**WHAT THE TASK ASKS**
Write out all of the entries exactly as given.

**SUPPLIED RECORDS**
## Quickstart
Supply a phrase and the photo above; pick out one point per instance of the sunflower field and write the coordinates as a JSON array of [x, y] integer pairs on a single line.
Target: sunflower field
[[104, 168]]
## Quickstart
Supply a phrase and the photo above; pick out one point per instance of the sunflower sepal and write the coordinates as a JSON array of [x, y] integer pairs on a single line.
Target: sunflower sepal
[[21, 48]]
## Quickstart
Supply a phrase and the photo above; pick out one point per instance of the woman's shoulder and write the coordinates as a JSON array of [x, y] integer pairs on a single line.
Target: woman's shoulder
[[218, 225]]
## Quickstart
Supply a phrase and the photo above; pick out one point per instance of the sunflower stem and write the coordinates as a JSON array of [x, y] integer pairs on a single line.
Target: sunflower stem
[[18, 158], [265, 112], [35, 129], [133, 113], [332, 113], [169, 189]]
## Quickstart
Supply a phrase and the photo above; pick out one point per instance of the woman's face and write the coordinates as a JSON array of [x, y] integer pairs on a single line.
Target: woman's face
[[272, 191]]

**THE RESPONSE**
## Quickstart
Supply a phrase and the photo above; pick out one point per instance of the sunflower field and write the coordinates as a JSON array of [x, y] integer pairs on a single line.
Target: sunflower field
[[104, 168]]
## Quickstart
Supply a phrase and the photo above; pick out one point per instance of the sunflower sepal and write the coordinates as a JSON array of [x, y] integer pairs on a single line.
Target: sunflower sepal
[[21, 48]]
## Quickstart
Supply a phrase and the photo above; pick out one point per instance of the woman's shoulder and write the coordinates as a JSON array of [x, y] integer pairs on a single line.
Target: woman's shoulder
[[218, 225]]
## Quickstart
Supply a phrase and the photo above; pick out one point per instance of the sunflower stem and write the coordinates as a JSON array of [x, y] integer pairs on a single line.
Target: sunflower stem
[[18, 158], [265, 112], [35, 129], [133, 113], [332, 113], [169, 189]]
## Quickstart
Supply a phrase and the photo above; pick out one point per instance of the woman's face and write the coordinates as a JSON array of [x, y] integer pairs on a single line.
Target: woman's face
[[272, 191]]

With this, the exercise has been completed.